- [Activity list]:
a – Rewrite the health care excerpt starting with "Collaborative disruption. Given" and going on through "traditional healthcare channels.", and switch "thorny issues" to "difficult issues".
b – Name every company that the health care excerpt mentions.
c – Put this sentence from the health care excerpt into Spanish: "An outcomes relationship enables true risk-sharing."

BEGIN Selected text

More precise health care. Some of the biggest challenges (and opportunities) in health care revolve around improving patient outcomes and operational productivity. Today, lack of tailored diagnostics leads to wasted exams and treatment delays, preventing true value-based care delivery. Our nation’s annual excess cost of waste from disjointed, siloed care has topped $700 billion. a Precision health—better outcomes delivered more efficiently—shows considerable potential in addressing these and other issues. By leveraging data science, medicine, and technology to enable precise, predictive, personalized care, organizations are empowered to do the right thing, at the right time, for every patient, at scale.

Big data and AI are foundational tools in precision health, and adoption in health care is accelerating. For hospitals and health systems, the advantages are clear. Applying precision health to optimize care pathways could enable better patient outcomes while unlocking $500 billion in value over the next decade through higher productivity. b

Collaborative disruption. Given the complexity and high stakes of health care, a partnership approach to solving thorny issues around quality, cost, and access seems only logical. Even Amazon—known for innovative disruption on its own terms—has enlisted a blue-ribbon team of experts to guide its entry into the industry. The company’s healthcare venture with J.P. Morgan and Berkshire Hathaway to reduce the healthcare costs for their employees, along with the acquisition of PillPack, new health information data mining capabilities, forays into supply chain management, and expanded use of Amazon’s cloud-based voice service, Alexa, into healthcare delivery are all indicators that Amazon sees an opportunity to disrupt traditional healthcare channels.

Similarly, we see innovation-focused, outcomes-aligned relationships between health systems and vendors as the evolutionary next step in creating sustainable value in a highly unstable market. An outcomes relationship enables true risk-sharing. Success comes from achieving mutually agreed-upon financial, quality, and patient experience metrics, where the two organizations are co-resourced and co-governed to ensure they have shared objectives and both have a meaningful stake in achieving organizational success.

Core competency, outsource, partner—or avoid. As healthcare executives contemplate their business strategies, they must manage countless competing priorities and external pressures to service their mission, communities, and employees while remaining good financial stewards of their resources. They constantly face decisions around core competencies and objectives regarding matters such as employing versus affiliating with physicians, buying versus renting, and going it alone versus partnering to deliver post-acute care. In other industries, non-core functions are more often outsourced and strategic actions like divestitures, and partnership agreements are commonplace. In health care, however, we see a growing trend for executives to succeed based on saying “no” and making tough choices on things they have not considered before. Although decisions whether to insource or outsource are complex in health care and the results often not popular, such decisions must be made. Staying true to the organization’s strategy and missions will be critical when making these tough choices.

END Selected text
BEGIN Extracted records

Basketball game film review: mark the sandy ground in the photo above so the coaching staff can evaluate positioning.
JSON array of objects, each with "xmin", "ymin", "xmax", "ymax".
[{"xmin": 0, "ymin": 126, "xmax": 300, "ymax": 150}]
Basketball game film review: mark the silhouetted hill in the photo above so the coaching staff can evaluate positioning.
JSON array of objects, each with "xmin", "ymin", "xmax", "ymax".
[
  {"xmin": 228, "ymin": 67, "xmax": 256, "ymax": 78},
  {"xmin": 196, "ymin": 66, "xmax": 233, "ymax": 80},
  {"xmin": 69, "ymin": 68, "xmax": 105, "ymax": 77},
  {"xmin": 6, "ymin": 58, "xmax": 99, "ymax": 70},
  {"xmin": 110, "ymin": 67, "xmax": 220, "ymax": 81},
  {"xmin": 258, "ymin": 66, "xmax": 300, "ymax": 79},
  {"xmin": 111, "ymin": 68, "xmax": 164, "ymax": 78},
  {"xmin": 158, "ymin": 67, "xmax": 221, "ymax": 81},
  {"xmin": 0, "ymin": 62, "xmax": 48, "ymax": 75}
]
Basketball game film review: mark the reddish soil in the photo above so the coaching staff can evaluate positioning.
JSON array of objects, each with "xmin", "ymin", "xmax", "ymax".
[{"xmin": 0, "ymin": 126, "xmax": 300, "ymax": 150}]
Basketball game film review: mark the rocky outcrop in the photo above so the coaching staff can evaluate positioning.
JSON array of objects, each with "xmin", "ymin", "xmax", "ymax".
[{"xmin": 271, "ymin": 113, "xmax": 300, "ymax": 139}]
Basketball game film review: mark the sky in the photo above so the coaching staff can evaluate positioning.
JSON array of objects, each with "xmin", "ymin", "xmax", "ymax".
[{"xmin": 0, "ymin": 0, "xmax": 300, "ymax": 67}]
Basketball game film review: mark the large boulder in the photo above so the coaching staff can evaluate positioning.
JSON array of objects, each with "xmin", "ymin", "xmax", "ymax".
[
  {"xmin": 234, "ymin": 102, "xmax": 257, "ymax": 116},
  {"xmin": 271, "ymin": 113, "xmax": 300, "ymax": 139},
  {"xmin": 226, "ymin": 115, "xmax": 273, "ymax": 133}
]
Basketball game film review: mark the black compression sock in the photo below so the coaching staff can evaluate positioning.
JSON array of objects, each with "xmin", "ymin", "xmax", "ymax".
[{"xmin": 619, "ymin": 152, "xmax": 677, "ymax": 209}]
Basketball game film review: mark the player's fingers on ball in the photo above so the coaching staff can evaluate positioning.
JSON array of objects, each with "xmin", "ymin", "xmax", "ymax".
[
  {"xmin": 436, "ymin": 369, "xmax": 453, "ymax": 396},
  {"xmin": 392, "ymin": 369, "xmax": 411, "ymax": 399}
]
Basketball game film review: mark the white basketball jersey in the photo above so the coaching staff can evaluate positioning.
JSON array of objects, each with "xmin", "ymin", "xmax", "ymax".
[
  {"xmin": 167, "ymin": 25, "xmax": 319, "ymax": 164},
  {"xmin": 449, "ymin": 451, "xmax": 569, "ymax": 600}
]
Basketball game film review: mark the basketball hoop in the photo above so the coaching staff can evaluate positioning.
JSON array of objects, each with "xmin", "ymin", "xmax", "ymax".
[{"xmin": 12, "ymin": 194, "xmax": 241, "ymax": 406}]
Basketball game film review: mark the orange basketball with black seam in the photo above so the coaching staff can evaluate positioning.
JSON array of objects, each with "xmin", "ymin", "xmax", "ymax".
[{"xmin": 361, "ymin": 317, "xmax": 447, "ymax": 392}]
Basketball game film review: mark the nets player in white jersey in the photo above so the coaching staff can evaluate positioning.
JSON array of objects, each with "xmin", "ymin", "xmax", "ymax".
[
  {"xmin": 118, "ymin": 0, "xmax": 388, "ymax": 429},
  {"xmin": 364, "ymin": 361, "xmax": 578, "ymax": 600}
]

END Extracted records

- [Responses for each task]:
a –
Collaborative disruption. Given the complexity and high stakes of health care, a partnership approach to solving difficult issues around quality, cost, and access seems only logical. Even Amazon—known for innovative disruption on its own terms—has enlisted a blue-ribbon team of experts to guide its entry into the industry. The company’s healthcare venture with J.P. Morgan and Berkshire Hathaway to reduce the healthcare costs for their employees, along with the acquisition of PillPack, new health information data mining capabilities, forays into supply chain management, and expanded use of Amazon’s cloud-based voice service, Alexa, into healthcare delivery are all indicators that Amazon sees an opportunity to disrupt traditional healthcare channels.

b –
Amazon
J.P. Morgan
Berkshire Hathaway
PillPack

c – Una relación basada en resultados permite compartir verdaderamente los riesgos.